• [Text]
I've been hiring staffers and contractors for, ere hem, a while now, and
have never placed much stock into the concept of certifications. How do
I know that the hold of said cert has the skills I need? Did I help
write the requirements, or am I familiar enough with them for them to
have value to me?
Sadly, like degrees, certs CAN be used by some hiring chains (including
HR/Staffing) to perform primary sorting on incoming resumes -- with the
predicable results, I believe.
However, if YOU feel that Business Analysis skills will enhance your
value in the marketplace (or, more accurately, a piece of paper
purporting to support your claim to having said skills), by all means,
go for it.
I fail to see how this particular skill set is more difficult to export
(most anything can be, clearly -- it's up to each of us to prove our
worth in the market).
As always, your mileage may vary.

• [Required task 1]
Transcribe the post on certifications, everything from "I fail to see" down to "mileage may vary.".
• [Required task 2]
Update the records, everything from the line containing "(format x=424, y=124)" down to the line containing "x=63, y=119", by replacing "instance" with "occurrence". Leave all else unchanged and return only those lines.

• [Provided records]
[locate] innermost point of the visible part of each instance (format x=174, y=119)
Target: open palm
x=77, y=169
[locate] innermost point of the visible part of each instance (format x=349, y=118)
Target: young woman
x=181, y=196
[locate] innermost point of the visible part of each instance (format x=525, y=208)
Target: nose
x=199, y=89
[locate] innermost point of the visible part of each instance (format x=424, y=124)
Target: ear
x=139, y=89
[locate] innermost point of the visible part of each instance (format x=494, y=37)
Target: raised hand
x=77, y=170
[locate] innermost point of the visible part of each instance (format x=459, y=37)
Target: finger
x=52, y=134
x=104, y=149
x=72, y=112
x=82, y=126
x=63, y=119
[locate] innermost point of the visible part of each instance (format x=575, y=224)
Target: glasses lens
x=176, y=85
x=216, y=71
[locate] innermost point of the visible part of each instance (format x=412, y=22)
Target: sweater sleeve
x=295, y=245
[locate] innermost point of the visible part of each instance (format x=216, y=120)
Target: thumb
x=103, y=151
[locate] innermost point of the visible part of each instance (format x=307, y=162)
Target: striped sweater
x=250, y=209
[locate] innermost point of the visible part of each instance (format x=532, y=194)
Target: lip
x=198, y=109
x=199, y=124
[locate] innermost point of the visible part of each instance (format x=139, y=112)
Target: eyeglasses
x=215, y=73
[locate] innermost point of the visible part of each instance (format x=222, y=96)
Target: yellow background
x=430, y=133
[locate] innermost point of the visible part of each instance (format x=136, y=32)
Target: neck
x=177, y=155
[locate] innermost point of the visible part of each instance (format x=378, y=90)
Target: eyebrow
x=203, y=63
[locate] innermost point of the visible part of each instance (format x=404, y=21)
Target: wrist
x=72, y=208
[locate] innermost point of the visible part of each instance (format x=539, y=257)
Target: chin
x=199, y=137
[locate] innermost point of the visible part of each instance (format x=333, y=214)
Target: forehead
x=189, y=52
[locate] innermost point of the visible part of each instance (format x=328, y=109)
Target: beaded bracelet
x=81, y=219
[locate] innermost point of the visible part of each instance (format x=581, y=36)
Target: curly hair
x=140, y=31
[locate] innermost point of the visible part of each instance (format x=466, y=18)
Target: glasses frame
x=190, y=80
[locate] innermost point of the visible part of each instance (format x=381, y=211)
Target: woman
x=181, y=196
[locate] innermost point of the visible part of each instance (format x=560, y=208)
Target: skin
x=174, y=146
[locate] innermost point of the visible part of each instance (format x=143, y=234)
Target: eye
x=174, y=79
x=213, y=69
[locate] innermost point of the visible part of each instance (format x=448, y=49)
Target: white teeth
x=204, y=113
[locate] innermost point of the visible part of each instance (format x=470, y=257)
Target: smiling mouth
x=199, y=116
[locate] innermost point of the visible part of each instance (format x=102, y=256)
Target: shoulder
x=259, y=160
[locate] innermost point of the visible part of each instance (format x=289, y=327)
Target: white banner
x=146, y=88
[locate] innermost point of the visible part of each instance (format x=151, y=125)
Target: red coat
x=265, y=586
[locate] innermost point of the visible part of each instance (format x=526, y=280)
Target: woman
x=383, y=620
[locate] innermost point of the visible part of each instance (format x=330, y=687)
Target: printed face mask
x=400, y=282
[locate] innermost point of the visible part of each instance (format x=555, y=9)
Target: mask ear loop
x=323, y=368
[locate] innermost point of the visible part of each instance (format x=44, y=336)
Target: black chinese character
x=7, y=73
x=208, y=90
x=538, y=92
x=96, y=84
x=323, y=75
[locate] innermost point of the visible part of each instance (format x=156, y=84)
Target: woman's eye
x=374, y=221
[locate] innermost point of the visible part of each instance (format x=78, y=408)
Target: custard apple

• [Exercise solution 1]
I fail to see how this particular skill set is more difficult to export
(most anything can be, clearly -- it's up to each of us to prove our
worth in the market).
As always, your mileage may vary.

• [Exercise solution 2]
[locate] innermost point of the visible part of each occurrence (format x=424, y=124)
Target: ear
x=139, y=89
[locate] innermost point of the visible part of each occurrence (format x=494, y=37)
Target: raised hand
x=77, y=170
[locate] innermost point of the visible part of each occurrence (format x=459, y=37)
Target: finger
x=52, y=134
x=104, y=149
x=72, y=112
x=82, y=126
x=63, y=119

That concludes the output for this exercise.